- _PASSAGE SHOWN_:
Column 1601The real privilege in the House is the right to speak freely. In fact, it is the only privilege that is really worth having. It has been somewhat abused today by much of what has been said, and some of the views that have been flying around have rightly been pulled up by yourself, Madam Speaker, and your deputy. But that privilege has existed in the House for centuries. That is the source of the prohibition on general publication that we had in the House until 1972. Hansard publishes only with the permission of the House. It is necessary for us to be able to speak in this place without fear. That is a privilege that I have used sparingly from time to time, and I am glad that I have had that opportunity. Scrutiny by the press is one thing, but subterfuge is another, and that is the issue at the heart of The Guardian 's bad behaviour. That is why it is right that it should be considered by a Committee of the House. That is why I shall vote for the motion.
Several hon. Members rose --
Madam Speaker: I am not seeking to frustrate hon. Members who have been here throughout the debate and who still seem to want to speak, but I ask them for a little voluntary restraint, as we have been debating the motion for two hours.
I am the only hon. Member in the House--my hon. Friend the Member for Bassetlaw (Mr. Ashton) did not have to do it--who has actually had to stand where that white line is on the Floor of the Chamber and face a full House of Commons, as a result of the Privileges Committee. Whatever anybody says, I do not believe other than that people would find it an awesome and rather terrifying experience. I can assure hon. Members that, having had to be in that position, I know that it is not something that is lightly undertaken. That is not only my view as a Member of the House of Commons. It was also the view of John Junor. I know because I talked to him about it. As an outsider, he, too, found it an awesome experience. Therefore, what we are proposing for Peter Preston is an extremely serious matter, and we cannot pretend otherwise. Some people may laugh it off, but it is no laughing matter to be brought before the legislature of one's country.

- _PROBLEM SET_:
**A.** Summarize the Commons debate excerpt in two sentences.
**B.** Set down the stretch of the Commons debate excerpt from "Several hon. Members" through "for two hours.", copying it word for word.
The lines that come next are not needed for this work.

- _GIVEN MATERIAL_:

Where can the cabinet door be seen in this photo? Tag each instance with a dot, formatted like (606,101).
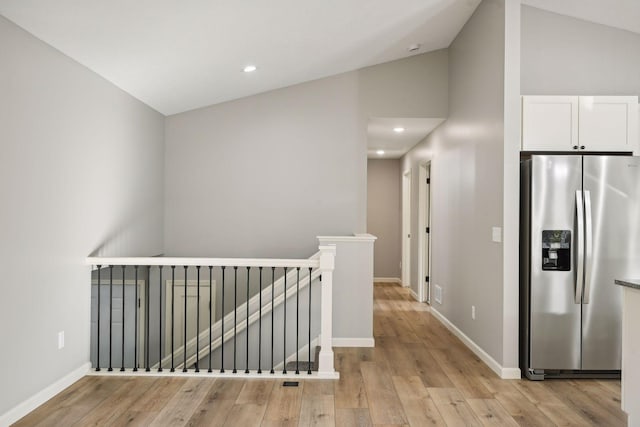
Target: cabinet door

- _EXPECTED RESULTS_:
**A.** One member holds that the right to speak freely is the only privilege of the House really worth having, and will vote for the motion because The Guardian's subterfuge should be considered by a Committee of the House. After Madam Speaker asks for a little voluntary restraint, another member, who once had to face a full House of Commons as a result of the Privileges Committee, says that what is proposed for Peter Preston is an extremely serious matter.

**B.**
Several hon. Members rose --
Madam Speaker: I am not seeking to frustrate hon. Members who have been here throughout the debate and who still seem to want to speak, but I ask them for a little voluntary restraint, as we have been debating the motion for two hours.